» **Task**: Copy each of the following records word for word.

____

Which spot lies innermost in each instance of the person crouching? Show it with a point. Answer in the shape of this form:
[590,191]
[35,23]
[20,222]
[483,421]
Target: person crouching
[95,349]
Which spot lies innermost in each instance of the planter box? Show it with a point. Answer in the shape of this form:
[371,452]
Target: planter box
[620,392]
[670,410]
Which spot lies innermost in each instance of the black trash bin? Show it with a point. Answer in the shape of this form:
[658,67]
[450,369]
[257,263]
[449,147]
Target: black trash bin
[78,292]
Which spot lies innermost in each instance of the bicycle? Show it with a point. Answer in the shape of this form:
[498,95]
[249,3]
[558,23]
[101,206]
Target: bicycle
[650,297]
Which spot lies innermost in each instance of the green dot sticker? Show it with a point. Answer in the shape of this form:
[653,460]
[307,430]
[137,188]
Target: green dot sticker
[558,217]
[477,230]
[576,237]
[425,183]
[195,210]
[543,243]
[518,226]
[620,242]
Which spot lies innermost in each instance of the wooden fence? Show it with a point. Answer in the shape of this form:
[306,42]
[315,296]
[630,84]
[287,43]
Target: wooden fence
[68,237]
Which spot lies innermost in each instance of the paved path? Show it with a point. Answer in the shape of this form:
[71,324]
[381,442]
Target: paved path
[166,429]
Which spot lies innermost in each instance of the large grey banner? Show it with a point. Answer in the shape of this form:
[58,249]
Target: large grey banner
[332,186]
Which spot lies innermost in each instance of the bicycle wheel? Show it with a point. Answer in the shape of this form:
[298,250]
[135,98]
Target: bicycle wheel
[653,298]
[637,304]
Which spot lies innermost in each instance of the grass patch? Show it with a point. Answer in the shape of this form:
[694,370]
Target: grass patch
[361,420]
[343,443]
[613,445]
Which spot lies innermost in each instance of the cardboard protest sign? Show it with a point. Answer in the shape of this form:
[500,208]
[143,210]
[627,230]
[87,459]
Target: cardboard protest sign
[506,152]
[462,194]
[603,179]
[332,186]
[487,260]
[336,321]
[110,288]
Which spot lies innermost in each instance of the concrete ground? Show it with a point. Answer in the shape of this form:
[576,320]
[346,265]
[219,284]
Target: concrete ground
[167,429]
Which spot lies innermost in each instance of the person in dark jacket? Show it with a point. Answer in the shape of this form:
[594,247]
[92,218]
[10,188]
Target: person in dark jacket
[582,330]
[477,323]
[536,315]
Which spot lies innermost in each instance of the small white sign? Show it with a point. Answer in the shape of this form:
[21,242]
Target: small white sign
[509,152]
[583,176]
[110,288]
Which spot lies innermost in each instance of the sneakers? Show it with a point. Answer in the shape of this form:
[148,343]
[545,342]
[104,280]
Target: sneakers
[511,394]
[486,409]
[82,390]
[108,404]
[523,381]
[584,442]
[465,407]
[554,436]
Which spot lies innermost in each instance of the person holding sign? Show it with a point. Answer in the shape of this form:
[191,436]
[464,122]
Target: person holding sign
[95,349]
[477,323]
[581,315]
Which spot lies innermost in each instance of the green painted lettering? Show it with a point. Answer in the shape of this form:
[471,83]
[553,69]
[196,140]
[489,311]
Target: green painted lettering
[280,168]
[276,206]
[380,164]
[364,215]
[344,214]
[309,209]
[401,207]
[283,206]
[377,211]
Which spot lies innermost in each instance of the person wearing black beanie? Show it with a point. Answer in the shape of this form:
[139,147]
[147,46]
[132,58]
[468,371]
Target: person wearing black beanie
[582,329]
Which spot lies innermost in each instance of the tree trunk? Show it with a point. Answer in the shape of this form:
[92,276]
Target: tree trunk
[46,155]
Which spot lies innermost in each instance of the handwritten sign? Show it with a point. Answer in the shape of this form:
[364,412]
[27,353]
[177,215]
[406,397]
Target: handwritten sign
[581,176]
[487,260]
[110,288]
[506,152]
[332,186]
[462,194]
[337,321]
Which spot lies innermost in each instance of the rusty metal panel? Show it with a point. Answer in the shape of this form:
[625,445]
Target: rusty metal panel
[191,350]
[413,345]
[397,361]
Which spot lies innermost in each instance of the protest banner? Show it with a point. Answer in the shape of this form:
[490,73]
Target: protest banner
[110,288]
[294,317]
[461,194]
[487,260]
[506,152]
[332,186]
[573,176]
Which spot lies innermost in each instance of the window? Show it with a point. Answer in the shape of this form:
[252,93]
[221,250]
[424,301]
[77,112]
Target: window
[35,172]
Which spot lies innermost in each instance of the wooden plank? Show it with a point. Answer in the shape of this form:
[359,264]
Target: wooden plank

____

» **Written solution**:
Which spot lies innermost in each instance of the person crouching? Show it with a point. Answer in the shape of this form:
[590,191]
[35,23]
[20,222]
[483,421]
Target: person crouching
[95,349]
Which spot lies innermost in each instance of the planter box? Show it with a point. Answer in the shape of this form:
[371,452]
Target: planter box
[620,392]
[670,410]
Which spot lies innermost in each instance of the black trash bin? Show it with a point. Answer in the shape of this form:
[658,67]
[450,369]
[257,263]
[449,147]
Target: black trash bin
[78,292]
Which spot lies innermost in each instance of the bicycle? Show it with a point. Answer in the shape of this form:
[498,95]
[249,3]
[558,23]
[101,206]
Target: bicycle
[650,297]
Which spot lies innermost in each instance of the green dot sticker? Show it with a point. Answer in the shape of this form:
[653,460]
[307,430]
[137,188]
Target: green dot sticker
[558,217]
[477,230]
[576,237]
[425,183]
[195,210]
[543,243]
[518,226]
[620,242]
Which spot lies innermost in each instance of the wooden fence? Show it with a point. Answer in the shape of this form:
[306,42]
[315,296]
[630,84]
[287,43]
Target: wooden fence
[68,237]
Which spot lies innermost in each instance of the paved path? Show it with a point. Answer in the shape of this form:
[71,324]
[381,442]
Target: paved path
[166,429]
Which spot lies innermost in each instance of the large grey banner? Show it with a point. Answer in the shape of this form:
[58,249]
Target: large grey banner
[332,186]
Which spot lies innermost in each instance of the bicycle wheel? Show it with a point. Answer in the shape of this form:
[298,250]
[135,98]
Target: bicycle wheel
[653,298]
[637,304]
Which spot lies innermost in each instance of the grass patch? Show it with a point. Answer in the shape of this form:
[694,370]
Target: grass patch
[361,420]
[343,443]
[613,445]
Which spot lies innermost in each instance of the cardboard protest sign? Show it with a point. Answer in the shape of this form:
[500,208]
[143,210]
[627,230]
[87,459]
Target: cardboard protest sign
[506,152]
[462,194]
[603,179]
[332,186]
[487,260]
[336,321]
[110,288]
Which spot lies innermost in each instance of the concrete ground? Show it with a point. Answer in the shape of this form:
[576,320]
[346,265]
[219,284]
Target: concrete ground
[167,429]
Which spot lies innermost in each instance of the person in dark jacket? Show it with a point. Answer in the shape of this form:
[594,247]
[92,218]
[10,188]
Target: person in dark jacket
[582,330]
[477,323]
[536,315]
Which spot lies innermost in each instance of the small white sign? Show it with a point. Answer in the shape of this form:
[21,242]
Target: small white sign
[509,152]
[583,176]
[110,288]
Which spot lies innermost in each instance of the sneakers? Show it with a point. Answer in the shape of this form:
[148,343]
[545,342]
[104,280]
Target: sneakers
[511,394]
[486,409]
[82,390]
[108,404]
[523,381]
[584,442]
[465,407]
[554,436]
Which spot lies innermost in each instance of the person holding sign? Show it with a point. Answer in the shape of this form:
[191,436]
[464,122]
Target: person holding sign
[95,349]
[477,323]
[581,315]
Which spot lies innermost in each instance of the green painted lettering? Show it with a point. Answer in the shape of this form:
[471,83]
[553,69]
[196,140]
[489,311]
Target: green painted lettering
[280,168]
[276,206]
[380,164]
[364,215]
[344,214]
[309,209]
[401,207]
[283,206]
[377,211]
Which spot lies innermost in each instance of the person wearing black beanie? Show it with a point. Answer in the shape of this form:
[139,147]
[147,46]
[132,58]
[468,371]
Target: person wearing black beanie
[582,329]
Which spot lies innermost in each instance of the tree trunk? Show it with a point. Answer in the shape of this form:
[92,276]
Target: tree trunk
[46,155]
Which spot lies innermost in each instance of the handwritten sign? Show it with a point. Answer in the shape of this form:
[364,412]
[27,353]
[177,215]
[406,397]
Target: handwritten sign
[581,176]
[487,260]
[110,288]
[506,152]
[332,186]
[462,194]
[337,321]
Which spot lies innermost in each instance of the rusty metal panel? Show it with a point. Answer in the shape of this form:
[625,445]
Target: rusty metal panel
[191,350]
[413,345]
[397,361]
Which spot lies innermost in each instance of the protest banner? Show it with a point. Answer in the shape of this form:
[490,73]
Target: protest banner
[110,288]
[294,317]
[461,194]
[487,260]
[506,152]
[332,186]
[573,176]
Which spot lies innermost in each instance of the window? Show it with a point. Answer in the shape of this form:
[252,93]
[221,250]
[424,301]
[77,112]
Target: window
[35,172]
Which spot lies innermost in each instance of the wooden plank? Show it with a point. Answer in the shape of this form:
[359,264]
Target: wooden plank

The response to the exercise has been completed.